◆ Görev Listesi
1. Şu ifadeler alıntı metinle uyuşuyor mu? Her birine evet ya da hayır deyip metinde buna karar veren sözleri aynen aktarın. (a) Onun safında olanlar birbirlerine karşı çok merhametlidir. (b) Onların nişanları ellerindeki izlerdir. (c) Filiz vermiş tohum benzetmesi onların Tevrat'taki temsili olarak geçer.
2. Alıntı metinde "İDEAL DAVA ADAMI" sözlerini içeren yerle açılıp "sûresi, âyet 29 )" ile kapanan bölümü hiçbir değişiklik yapmadan tekrar yazın.

Şerafettin Özdemir

Şerafettin Özdemir

Mail: kursadalperen@live.nl

İDEAL DAVA ADAMI NASIL OLMALIDIR?

" Muhammed Allah'ın elçisi'dir ve onun safında olanlar, hakkı inkâr edenlere karşı kararlı ve ödünsüz, birbirlerine karşı ise çok merhametlidirler. Onları hep rüku ve secde halinde Allah'ın kerem ve rızasını ararken görürsün; onların nişanları yüzlerindeki secde izleridir. Bu onların Tevrat'taki temsilidir. Bir de onların İncil'deki temsili var. Onlar filiz vermiş tohum gibidir; derken ( Allah) o filizi güçlendirir ve kalınlaştırır ki kökü üzerine dimdik dursun da üreticiyi sevindirsin. Böylece O, hakkı inkâr edenleri de kinlerine mahkûm etmiş olur. ( Ne ki) Allah onlardan iman eden ve ıslah edici eylemler ortaya koyanlara sınırsız bir bağış ve büyük bir ödül vaad etmiştir." ( Fetih sûresi, âyet 29 )

◆ Gösterilen Kayıtlar
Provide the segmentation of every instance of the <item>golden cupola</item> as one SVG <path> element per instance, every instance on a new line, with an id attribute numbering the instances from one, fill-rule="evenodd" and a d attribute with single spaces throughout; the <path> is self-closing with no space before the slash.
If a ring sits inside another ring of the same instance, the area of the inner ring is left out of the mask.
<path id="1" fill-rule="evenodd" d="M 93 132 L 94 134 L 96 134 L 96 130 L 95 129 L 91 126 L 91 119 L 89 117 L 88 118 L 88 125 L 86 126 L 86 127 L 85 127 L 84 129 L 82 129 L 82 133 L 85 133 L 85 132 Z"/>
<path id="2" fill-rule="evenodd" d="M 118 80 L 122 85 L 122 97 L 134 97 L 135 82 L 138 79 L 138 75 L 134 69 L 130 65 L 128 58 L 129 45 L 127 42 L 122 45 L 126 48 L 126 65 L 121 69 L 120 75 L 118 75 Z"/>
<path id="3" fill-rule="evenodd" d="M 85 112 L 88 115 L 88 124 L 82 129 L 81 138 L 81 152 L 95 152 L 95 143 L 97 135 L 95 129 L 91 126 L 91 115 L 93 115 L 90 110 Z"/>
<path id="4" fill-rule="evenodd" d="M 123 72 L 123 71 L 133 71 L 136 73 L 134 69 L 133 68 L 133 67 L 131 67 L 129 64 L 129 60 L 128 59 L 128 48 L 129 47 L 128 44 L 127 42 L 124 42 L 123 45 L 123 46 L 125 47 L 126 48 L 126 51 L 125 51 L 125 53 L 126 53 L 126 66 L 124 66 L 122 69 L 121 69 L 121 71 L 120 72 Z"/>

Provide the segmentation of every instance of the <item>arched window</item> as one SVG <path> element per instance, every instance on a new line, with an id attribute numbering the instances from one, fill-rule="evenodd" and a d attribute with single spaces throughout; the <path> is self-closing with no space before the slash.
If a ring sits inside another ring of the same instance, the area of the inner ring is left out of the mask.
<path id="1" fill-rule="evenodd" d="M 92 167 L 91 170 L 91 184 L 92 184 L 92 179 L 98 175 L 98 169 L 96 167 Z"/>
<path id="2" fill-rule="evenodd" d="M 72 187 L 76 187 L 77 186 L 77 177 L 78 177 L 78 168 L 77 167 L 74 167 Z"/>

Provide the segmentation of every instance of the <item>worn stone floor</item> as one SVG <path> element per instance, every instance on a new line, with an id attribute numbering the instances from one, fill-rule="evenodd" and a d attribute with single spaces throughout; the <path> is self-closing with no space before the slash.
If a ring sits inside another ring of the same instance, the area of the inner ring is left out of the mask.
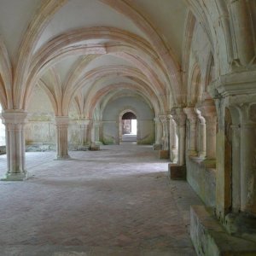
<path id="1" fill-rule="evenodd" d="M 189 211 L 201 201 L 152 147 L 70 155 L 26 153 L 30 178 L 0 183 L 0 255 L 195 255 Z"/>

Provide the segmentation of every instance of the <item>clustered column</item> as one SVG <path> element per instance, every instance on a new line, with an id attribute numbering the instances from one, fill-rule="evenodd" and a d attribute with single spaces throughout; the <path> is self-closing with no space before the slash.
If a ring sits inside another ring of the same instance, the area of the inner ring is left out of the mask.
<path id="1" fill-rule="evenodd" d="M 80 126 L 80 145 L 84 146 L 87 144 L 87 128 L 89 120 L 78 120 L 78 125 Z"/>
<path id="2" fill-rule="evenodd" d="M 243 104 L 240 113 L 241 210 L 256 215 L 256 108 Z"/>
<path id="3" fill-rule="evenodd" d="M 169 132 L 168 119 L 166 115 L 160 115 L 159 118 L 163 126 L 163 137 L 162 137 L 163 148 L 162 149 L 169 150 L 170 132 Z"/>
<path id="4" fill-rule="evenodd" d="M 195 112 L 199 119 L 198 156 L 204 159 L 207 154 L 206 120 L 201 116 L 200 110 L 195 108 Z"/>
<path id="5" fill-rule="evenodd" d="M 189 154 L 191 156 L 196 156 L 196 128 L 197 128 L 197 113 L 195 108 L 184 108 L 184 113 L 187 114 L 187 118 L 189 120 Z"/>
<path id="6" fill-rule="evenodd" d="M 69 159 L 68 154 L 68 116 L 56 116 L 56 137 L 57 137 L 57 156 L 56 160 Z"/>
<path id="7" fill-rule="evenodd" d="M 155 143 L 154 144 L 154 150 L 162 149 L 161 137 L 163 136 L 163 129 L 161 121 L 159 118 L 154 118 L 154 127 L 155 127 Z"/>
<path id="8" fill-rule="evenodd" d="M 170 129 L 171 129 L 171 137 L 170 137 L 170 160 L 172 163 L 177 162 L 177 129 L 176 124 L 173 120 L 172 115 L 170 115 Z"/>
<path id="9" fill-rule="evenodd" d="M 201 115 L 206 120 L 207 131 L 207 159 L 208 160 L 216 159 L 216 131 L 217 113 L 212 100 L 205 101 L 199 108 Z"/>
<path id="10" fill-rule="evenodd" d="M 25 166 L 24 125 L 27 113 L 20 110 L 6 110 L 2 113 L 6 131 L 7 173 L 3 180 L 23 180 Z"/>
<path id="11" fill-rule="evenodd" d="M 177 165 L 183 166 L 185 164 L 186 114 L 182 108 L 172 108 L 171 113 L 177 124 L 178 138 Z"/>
--
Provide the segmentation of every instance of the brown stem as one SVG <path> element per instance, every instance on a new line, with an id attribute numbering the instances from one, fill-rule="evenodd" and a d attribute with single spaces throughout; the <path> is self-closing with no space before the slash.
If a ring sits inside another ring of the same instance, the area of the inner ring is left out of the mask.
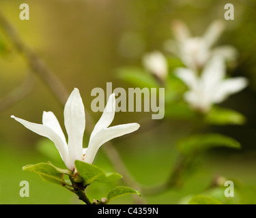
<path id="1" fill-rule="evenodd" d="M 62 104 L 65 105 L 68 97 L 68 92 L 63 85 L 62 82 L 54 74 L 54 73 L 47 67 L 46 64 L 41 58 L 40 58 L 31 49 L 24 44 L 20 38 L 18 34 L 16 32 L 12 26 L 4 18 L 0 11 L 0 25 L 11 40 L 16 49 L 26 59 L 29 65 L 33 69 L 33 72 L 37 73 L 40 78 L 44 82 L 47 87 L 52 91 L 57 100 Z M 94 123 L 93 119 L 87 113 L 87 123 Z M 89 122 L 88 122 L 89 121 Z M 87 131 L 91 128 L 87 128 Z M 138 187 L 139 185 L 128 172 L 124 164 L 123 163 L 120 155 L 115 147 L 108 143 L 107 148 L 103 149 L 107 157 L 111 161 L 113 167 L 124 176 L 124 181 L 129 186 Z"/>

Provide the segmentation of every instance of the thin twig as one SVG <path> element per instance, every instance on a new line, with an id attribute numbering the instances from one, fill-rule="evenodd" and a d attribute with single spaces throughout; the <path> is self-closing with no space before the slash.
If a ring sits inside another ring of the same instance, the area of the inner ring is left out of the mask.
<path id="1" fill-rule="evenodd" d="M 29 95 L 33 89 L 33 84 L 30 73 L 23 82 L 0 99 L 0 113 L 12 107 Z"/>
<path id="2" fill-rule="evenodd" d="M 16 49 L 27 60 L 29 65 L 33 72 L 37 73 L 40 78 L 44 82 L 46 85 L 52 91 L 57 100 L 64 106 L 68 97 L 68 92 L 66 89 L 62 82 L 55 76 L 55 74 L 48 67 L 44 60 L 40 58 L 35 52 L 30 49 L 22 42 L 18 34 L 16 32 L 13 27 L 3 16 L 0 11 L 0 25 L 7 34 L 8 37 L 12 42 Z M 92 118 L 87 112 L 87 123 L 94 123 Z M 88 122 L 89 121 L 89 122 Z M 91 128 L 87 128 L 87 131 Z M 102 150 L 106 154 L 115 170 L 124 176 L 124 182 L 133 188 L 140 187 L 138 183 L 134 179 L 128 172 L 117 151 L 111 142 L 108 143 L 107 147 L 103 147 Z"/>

◆ Cevaplar
1.
(a) Evet: "birbirlerine karşı ise çok merhametlidirler"
(b) Hayır: "onların nişanları yüzlerindeki secde izleridir"
(c) Hayır: "Bir de onların İncil'deki temsili var. Onlar filiz vermiş tohum gibidir"

2.
İDEAL DAVA ADAMI NASIL OLMALIDIR?

" Muhammed Allah'ın elçisi'dir ve onun safında olanlar, hakkı inkâr edenlere karşı kararlı ve ödünsüz, birbirlerine karşı ise çok merhametlidirler. Onları hep rüku ve secde halinde Allah'ın kerem ve rızasını ararken görürsün; onların nişanları yüzlerindeki secde izleridir. Bu onların Tevrat'taki temsilidir. Bir de onların İncil'deki temsili var. Onlar filiz vermiş tohum gibidir; derken ( Allah) o filizi güçlendirir ve kalınlaştırır ki kökü üzerine dimdik dursun da üreticiyi sevindirsin. Böylece O, hakkı inkâr edenleri de kinlerine mahkûm etmiş olur. ( Ne ki) Allah onlardan iman eden ve ıslah edici eylemler ortaya koyanlara sınırsız bir bağış ve büyük bir ödül vaad etmiştir." ( Fetih sûresi, âyet 29 )